Document excerpt:
The Israeli military says it was “not aware” of the incident near Rafah when contacted by AFP.
IDF says some 90 terror targets hit in Gaza over past day; Palestinian media reports dozens of casualties
The Israeli Air Force struck approximately 90 terror targets in the Gaza Strip over the past day, including buildings used by terror operatives and tunnels, the military says in a daily update.
Dozens of casualties were reported by media outlets in Gaza over the past day, though there are no immediate tolls announced by the Hamas-run health ministry or other authorities.
The strikes come as five IDF divisions, made up of tens of thousands of troops, continue ground operations across the Strip.
Palestinians say 26 killed in shootings near Gaza aid sites
Gaza’s Hamas-run civil defence agency says Israeli fire killed 26 people and wounded more than 100 near two aid centers in the south of the Strip.
Agency spokesman Mahmud Basal, who Israel accuses of being a Hamas operative, tells AFP that 22 were killed near a site southwest of Khan Yunis and four near another center northwest of Rafah, blaming “Israeli gunfire” for both.
The Israeli military said it was “looking into” the claims.
Hundreds of people have been reported killed in incidents of shooting near the aid centers run by the US- and Israeli-backed Gaza Humanitarian Foundation. Israel denies shooting at people waiting for aid, but says it has fired warning shots at those who come to close to troops.

Dataset content:
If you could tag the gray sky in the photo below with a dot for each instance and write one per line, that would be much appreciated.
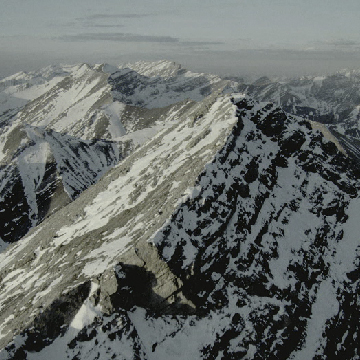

What the task asks: Translate this sentence from the Gaza news update into Spanish: "The strikes come as five IDF divisions, made up of tens of thousands of troops, continue ground operations across the Strip." The listing isn't needed.

Result of this exercise: Los ataques se producen mientras cinco divisiones de las FDI, compuestas por decenas de miles de soldados, continúan las operaciones terrestres en toda la Franja.